## Record list

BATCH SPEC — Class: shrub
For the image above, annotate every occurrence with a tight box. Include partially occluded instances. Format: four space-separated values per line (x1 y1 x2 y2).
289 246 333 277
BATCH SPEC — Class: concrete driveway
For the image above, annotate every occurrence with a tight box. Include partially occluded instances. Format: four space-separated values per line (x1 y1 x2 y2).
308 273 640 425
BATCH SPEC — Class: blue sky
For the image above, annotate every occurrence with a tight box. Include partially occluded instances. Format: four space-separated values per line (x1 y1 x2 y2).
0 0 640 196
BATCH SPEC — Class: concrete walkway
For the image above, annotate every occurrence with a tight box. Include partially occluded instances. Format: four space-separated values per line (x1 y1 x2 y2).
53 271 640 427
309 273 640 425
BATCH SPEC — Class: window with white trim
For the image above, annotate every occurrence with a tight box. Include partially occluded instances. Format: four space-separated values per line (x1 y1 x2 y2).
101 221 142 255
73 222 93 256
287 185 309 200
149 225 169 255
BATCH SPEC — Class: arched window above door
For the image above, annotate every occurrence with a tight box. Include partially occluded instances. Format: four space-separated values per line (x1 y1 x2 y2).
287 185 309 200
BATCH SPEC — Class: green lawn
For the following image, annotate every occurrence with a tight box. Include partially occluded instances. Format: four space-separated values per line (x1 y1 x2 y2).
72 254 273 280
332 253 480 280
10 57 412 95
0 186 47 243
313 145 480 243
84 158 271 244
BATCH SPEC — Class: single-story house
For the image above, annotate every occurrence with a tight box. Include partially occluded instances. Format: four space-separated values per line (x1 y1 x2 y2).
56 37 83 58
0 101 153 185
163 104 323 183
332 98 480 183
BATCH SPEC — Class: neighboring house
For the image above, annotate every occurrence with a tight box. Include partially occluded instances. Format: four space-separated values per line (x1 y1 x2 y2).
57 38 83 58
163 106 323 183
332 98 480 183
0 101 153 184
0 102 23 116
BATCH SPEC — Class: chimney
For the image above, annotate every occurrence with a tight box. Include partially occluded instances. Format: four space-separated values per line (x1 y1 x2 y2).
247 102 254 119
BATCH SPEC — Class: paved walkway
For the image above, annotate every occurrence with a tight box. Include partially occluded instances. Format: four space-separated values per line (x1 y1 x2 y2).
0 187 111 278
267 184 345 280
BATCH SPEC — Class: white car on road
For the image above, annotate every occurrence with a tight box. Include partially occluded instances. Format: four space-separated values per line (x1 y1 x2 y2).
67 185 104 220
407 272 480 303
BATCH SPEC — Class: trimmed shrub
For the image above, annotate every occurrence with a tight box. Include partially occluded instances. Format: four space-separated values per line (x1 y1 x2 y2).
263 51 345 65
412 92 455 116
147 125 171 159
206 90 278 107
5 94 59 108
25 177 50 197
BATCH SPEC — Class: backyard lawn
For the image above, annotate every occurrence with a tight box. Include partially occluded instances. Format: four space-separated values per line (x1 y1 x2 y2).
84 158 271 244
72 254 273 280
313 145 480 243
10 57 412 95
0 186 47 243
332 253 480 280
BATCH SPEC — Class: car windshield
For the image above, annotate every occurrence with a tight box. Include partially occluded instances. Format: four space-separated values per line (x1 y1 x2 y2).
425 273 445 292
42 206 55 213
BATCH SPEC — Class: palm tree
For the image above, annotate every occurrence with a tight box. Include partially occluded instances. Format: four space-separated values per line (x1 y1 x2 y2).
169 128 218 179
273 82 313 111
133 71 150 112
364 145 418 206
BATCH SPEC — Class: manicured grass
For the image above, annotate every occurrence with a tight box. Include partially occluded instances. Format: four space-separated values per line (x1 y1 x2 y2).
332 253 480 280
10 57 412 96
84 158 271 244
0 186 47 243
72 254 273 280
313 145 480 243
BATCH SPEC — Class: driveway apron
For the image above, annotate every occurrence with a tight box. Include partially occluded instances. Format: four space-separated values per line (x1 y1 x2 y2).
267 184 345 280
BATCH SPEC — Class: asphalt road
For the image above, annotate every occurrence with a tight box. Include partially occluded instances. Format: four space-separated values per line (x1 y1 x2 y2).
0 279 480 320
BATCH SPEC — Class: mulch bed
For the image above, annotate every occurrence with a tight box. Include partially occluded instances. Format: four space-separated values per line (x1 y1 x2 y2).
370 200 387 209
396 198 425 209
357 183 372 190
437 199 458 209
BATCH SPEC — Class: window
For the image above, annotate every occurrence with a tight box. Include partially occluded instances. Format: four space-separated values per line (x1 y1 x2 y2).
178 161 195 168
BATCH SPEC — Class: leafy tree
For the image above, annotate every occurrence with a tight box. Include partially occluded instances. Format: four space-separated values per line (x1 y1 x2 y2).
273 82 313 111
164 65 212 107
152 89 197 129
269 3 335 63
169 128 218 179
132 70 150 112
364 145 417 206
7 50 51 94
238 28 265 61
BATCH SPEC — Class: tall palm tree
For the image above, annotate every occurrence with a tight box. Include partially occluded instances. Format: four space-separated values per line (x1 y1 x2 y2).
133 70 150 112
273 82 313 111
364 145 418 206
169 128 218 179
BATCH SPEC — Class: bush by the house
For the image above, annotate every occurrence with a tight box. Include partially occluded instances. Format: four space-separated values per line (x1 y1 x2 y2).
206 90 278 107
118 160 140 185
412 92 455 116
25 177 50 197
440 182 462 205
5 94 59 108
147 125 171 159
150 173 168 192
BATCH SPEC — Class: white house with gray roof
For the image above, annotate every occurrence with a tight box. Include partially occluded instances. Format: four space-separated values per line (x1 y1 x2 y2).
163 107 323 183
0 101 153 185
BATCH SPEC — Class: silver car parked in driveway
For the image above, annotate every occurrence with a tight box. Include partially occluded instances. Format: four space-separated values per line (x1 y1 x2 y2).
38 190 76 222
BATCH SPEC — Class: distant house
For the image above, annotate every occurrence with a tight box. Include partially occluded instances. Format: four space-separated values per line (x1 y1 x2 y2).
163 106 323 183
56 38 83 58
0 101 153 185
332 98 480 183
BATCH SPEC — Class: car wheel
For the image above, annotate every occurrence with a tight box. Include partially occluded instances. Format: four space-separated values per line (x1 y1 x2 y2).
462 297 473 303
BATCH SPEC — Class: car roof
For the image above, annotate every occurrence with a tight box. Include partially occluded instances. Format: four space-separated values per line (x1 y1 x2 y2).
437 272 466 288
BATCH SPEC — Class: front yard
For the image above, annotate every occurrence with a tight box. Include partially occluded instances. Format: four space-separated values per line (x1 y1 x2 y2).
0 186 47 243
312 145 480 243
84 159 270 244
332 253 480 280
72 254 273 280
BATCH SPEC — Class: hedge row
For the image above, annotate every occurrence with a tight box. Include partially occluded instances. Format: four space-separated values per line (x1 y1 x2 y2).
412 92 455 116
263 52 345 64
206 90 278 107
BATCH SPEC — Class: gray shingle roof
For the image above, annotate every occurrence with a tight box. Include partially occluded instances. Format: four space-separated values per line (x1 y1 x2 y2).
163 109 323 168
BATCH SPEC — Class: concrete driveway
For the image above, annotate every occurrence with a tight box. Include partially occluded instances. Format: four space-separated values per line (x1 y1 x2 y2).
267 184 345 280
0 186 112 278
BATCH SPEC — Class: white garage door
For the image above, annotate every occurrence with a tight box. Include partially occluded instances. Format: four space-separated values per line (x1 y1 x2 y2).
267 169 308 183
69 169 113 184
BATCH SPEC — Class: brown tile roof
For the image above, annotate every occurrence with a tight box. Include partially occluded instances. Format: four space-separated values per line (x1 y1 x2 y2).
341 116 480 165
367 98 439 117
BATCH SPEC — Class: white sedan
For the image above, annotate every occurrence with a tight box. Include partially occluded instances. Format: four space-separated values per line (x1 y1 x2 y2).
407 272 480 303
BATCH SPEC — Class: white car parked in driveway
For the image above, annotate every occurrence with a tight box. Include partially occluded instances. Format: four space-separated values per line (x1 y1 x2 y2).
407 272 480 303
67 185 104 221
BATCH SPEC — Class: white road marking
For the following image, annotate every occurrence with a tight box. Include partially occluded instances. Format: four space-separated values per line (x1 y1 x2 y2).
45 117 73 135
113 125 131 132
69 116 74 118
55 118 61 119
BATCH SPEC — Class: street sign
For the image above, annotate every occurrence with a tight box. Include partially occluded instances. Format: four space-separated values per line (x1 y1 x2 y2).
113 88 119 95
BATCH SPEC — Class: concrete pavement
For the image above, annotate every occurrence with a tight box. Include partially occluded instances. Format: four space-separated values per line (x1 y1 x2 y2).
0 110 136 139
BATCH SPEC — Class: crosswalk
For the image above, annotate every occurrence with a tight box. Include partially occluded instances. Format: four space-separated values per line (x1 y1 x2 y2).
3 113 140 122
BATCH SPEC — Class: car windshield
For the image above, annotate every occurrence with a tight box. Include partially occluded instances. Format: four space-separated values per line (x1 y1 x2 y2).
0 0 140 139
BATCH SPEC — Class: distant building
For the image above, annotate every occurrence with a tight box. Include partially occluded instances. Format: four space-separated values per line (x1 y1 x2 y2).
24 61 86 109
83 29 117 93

## Given task
Lay out everything in the material above, from the line containing "BATCH SPEC — Class: brown tile roof" down to the line containing "67 185 104 221", as a numbered list with one line per item. Include both end lines and leave out any blank lines.

## Final result
1. BATCH SPEC — Class: brown tile roof
2. For the image above, annotate every occurrence with a tight box. Include partially occluded instances. Format: four space-separated values per line (x1 y1 x2 y2).
3. 341 116 480 165
4. 367 98 439 117
5. BATCH SPEC — Class: white sedan
6. For the image above, annotate every occurrence with a tight box. Include partially occluded instances. Format: four space-separated values per line (x1 y1 x2 y2).
7. 407 272 480 303
8. BATCH SPEC — Class: white car parked in driveway
9. For the image above, annotate every occurrence with a tight box. Include partially occluded instances. Format: four space-separated values per line (x1 y1 x2 y2).
10. 407 272 480 303
11. 67 185 104 221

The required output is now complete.